Records shown:

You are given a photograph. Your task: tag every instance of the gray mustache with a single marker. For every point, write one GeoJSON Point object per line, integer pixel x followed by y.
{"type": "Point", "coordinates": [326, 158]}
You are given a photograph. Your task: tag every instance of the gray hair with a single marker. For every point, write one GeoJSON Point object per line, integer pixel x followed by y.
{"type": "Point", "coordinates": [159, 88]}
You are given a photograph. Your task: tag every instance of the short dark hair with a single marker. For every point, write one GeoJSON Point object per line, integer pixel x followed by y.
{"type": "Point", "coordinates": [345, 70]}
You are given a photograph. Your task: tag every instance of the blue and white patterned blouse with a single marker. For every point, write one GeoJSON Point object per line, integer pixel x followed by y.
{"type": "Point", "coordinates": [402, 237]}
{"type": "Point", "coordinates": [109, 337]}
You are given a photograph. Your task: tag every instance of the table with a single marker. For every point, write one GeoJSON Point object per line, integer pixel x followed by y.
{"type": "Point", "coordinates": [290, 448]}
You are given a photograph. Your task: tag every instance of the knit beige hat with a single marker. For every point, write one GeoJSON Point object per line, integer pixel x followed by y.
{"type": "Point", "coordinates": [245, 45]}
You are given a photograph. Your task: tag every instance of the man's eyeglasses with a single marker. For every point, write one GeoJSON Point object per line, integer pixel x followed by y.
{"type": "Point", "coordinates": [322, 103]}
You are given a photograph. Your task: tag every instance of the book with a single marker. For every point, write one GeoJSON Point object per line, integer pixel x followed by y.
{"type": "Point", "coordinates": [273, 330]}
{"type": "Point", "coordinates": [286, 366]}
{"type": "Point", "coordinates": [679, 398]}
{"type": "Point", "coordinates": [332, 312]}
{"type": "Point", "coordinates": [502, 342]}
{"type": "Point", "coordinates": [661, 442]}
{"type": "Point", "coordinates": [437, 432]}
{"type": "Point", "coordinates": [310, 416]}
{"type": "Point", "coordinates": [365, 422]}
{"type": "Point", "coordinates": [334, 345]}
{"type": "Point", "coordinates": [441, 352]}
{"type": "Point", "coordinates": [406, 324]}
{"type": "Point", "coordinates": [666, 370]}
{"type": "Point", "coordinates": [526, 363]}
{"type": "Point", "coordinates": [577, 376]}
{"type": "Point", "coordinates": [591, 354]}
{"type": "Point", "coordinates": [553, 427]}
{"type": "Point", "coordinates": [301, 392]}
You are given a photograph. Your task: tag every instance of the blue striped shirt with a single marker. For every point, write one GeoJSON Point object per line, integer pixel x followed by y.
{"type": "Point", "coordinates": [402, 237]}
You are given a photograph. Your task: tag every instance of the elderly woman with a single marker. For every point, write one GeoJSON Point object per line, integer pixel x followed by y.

What the task requires:
Copy the listing above, substituting "single dot" for every "single marker" and changing nothing else.

Written answer:
You are given a photograph. Your task: tag every instance of the gray mustache with a single dot. For every point, write one GeoJSON Point object per line, integer pixel x followed by y.
{"type": "Point", "coordinates": [326, 158]}
You are given a photograph. Your task: tag every instance of the gray hair with a single dot. For every point, write one GeoJSON Point object per line, integer pixel x followed by y.
{"type": "Point", "coordinates": [159, 88]}
You are given a photograph. Your task: tag every instance of the short dark hair with a single dot. For every point, write one GeoJSON Point object per line, integer pixel x followed by y.
{"type": "Point", "coordinates": [345, 70]}
You are given a photograph. Your task: tag every instance of the blue and white patterned blouse with a single dot. For every point, write one GeoJSON Point object per line, integer pixel x followed by y.
{"type": "Point", "coordinates": [402, 237]}
{"type": "Point", "coordinates": [109, 337]}
You are given a photograph. Your task: tag every instance of the table with a single dot. For every point, write one GeoJSON Point object per line, integer pixel x followed by y.
{"type": "Point", "coordinates": [290, 448]}
You are given a photograph. Your task: tag every instance of the knit beige hat with a single dot. For every point, write one GeoJSON Point object per line, integer pixel x followed by y.
{"type": "Point", "coordinates": [245, 45]}
You are given a photograph. Your task: tag every instance of the man's eyeglasses with a single dot. For every point, write one GeoJSON Point object per line, integer pixel x followed by y.
{"type": "Point", "coordinates": [322, 103]}
You are given a photograph. Your task: tag every instance of the book with a single dot. For every point, write one GeoJSON Point object per line, integer pixel x followed by y.
{"type": "Point", "coordinates": [273, 330]}
{"type": "Point", "coordinates": [286, 366]}
{"type": "Point", "coordinates": [679, 398]}
{"type": "Point", "coordinates": [332, 312]}
{"type": "Point", "coordinates": [502, 342]}
{"type": "Point", "coordinates": [661, 442]}
{"type": "Point", "coordinates": [437, 432]}
{"type": "Point", "coordinates": [310, 416]}
{"type": "Point", "coordinates": [365, 422]}
{"type": "Point", "coordinates": [334, 345]}
{"type": "Point", "coordinates": [441, 352]}
{"type": "Point", "coordinates": [406, 324]}
{"type": "Point", "coordinates": [666, 370]}
{"type": "Point", "coordinates": [526, 363]}
{"type": "Point", "coordinates": [577, 376]}
{"type": "Point", "coordinates": [591, 354]}
{"type": "Point", "coordinates": [553, 427]}
{"type": "Point", "coordinates": [301, 392]}
You are given a photograph. Your task: tag every instance of the blue striped shirt with a single dot. For every point, write one GeoJSON Point object per line, integer pixel x followed by y.
{"type": "Point", "coordinates": [402, 237]}
You are given a photograph. Your task: tag every instance of the elderly woman with a single dot. For every point, write one GeoJSON Point object per line, integer pixel x followed by y.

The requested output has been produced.